◆ What this task involves ◆
Put the lines below into a JSON list of strings, one string per line and no blank lines, starting at the line that contains "Where can the sky" and stopping after the last line.

◆ Data for this task ◆

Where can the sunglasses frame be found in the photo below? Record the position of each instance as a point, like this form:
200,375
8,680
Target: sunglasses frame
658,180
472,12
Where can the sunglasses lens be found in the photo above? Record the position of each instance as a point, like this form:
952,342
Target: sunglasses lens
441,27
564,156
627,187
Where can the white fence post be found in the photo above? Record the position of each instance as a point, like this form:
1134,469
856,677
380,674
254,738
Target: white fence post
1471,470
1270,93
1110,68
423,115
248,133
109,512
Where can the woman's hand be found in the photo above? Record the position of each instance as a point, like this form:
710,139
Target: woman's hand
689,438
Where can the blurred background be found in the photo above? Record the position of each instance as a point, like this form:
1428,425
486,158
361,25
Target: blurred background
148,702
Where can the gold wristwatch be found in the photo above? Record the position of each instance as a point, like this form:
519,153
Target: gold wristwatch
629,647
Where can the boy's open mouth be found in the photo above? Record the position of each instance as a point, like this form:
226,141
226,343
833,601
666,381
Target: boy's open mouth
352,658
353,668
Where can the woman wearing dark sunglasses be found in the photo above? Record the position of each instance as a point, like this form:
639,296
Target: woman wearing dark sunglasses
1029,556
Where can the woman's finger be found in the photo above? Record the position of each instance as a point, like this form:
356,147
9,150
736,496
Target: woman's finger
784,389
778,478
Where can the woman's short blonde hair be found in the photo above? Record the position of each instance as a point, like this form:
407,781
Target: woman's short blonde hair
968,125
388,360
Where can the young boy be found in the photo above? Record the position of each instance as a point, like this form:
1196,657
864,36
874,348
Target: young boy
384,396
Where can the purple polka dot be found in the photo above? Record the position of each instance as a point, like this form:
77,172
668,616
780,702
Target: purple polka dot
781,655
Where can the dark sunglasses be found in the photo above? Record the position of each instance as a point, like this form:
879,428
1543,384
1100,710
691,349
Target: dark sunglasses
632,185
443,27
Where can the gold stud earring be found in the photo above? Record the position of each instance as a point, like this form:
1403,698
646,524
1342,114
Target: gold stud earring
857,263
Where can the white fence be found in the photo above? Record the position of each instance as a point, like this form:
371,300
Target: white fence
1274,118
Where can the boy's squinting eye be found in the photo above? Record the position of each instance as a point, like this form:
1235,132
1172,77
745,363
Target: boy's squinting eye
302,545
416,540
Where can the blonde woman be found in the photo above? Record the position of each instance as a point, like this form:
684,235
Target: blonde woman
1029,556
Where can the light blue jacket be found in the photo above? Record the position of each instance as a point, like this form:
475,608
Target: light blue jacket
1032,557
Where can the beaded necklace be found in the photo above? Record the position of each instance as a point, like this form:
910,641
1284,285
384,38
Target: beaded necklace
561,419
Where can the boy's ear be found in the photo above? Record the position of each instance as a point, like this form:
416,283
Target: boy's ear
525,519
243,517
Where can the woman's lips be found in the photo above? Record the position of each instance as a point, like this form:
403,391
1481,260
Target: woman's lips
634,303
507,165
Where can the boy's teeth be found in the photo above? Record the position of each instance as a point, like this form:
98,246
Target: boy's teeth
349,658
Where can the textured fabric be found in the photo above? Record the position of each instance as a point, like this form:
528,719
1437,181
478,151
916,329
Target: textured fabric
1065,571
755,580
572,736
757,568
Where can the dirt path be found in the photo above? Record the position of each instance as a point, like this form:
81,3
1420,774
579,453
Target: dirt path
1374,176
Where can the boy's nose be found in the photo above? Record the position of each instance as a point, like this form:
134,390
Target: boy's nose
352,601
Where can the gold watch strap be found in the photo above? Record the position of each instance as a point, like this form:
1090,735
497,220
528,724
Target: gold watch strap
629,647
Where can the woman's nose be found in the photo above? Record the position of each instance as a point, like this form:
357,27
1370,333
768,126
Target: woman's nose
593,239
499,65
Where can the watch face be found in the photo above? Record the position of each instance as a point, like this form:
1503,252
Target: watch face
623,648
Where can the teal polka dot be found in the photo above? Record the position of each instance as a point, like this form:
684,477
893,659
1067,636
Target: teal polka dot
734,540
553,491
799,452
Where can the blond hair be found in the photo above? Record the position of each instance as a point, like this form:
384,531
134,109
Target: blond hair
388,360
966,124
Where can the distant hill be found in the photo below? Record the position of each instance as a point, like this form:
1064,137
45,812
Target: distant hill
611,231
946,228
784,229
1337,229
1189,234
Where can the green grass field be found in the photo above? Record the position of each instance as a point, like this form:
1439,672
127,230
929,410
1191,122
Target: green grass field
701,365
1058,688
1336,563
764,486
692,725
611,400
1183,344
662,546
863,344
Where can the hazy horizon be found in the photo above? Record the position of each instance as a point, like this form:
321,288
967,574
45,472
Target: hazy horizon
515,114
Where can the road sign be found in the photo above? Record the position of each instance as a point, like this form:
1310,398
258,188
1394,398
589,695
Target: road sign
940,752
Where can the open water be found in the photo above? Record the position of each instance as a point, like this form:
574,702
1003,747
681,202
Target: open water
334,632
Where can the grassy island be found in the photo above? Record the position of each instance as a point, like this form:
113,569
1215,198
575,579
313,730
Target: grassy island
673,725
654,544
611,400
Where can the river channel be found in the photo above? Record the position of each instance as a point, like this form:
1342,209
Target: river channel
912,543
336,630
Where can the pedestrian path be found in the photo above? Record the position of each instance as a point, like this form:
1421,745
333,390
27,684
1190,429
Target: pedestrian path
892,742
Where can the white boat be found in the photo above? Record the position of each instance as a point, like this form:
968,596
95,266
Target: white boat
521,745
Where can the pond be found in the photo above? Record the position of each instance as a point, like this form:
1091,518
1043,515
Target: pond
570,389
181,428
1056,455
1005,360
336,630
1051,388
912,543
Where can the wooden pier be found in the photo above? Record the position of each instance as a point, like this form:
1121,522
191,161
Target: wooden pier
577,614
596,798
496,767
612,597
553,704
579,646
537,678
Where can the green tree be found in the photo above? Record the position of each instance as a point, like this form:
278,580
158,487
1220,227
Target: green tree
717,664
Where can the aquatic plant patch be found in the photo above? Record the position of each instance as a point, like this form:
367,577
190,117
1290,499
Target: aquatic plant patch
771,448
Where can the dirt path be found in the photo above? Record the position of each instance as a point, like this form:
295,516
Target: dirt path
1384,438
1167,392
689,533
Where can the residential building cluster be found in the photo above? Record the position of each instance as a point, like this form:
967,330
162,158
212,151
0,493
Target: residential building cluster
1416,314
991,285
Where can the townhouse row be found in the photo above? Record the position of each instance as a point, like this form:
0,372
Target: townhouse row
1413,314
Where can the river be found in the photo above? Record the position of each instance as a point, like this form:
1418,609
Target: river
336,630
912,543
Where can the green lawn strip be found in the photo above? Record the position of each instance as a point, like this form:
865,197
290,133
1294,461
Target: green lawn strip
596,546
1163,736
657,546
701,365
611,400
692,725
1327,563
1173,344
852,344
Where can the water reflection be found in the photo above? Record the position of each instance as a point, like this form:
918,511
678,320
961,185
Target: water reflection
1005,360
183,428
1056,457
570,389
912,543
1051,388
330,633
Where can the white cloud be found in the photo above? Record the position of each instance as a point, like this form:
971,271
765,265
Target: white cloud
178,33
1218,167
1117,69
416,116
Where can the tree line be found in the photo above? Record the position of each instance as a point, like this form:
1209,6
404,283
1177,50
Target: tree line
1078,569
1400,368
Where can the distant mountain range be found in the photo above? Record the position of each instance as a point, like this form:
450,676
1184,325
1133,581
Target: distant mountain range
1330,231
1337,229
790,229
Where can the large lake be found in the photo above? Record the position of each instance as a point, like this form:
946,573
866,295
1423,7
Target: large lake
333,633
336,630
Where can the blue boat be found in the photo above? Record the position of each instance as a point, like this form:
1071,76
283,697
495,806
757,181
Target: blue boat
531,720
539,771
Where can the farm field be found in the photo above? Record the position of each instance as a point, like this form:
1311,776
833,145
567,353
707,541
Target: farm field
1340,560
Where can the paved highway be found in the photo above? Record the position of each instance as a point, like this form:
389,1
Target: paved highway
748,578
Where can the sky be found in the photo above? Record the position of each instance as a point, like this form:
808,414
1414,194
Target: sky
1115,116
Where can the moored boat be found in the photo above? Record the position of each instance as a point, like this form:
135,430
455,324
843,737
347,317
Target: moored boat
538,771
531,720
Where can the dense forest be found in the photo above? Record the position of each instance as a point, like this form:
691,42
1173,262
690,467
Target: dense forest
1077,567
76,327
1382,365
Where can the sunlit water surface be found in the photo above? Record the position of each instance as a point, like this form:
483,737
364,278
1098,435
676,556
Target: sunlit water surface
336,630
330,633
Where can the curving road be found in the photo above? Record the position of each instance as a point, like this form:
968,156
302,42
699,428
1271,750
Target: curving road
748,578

◆ Full response ◆
[
  "Where can the sky be found in the photo above? Record the position of each instance as a point, like this form:",
  "808,414",
  "1414,194",
  "Target: sky",
  "1115,116",
  "Where can the moored boat be found in the photo above? Record the position of each instance as a point, like this form:",
  "135,430",
  "455,324",
  "843,737",
  "347,317",
  "Target: moored boat",
  "538,771",
  "531,720",
  "Where can the dense forest be found in the photo above? Record the position of each instance as a point, like this form:",
  "691,42",
  "1173,262",
  "690,467",
  "Target: dense forest",
  "1077,567",
  "76,327",
  "1382,365",
  "Where can the sunlit water surface be found in the photo above? Record the position of each instance as a point, like this form:",
  "483,737",
  "364,278",
  "1098,435",
  "676,556",
  "Target: sunlit water surface",
  "336,630",
  "330,633",
  "Where can the curving road be found in the photo above? Record the position of each instance as a point, like this form:",
  "968,156",
  "302,42",
  "699,428",
  "1271,750",
  "Target: curving road",
  "748,578"
]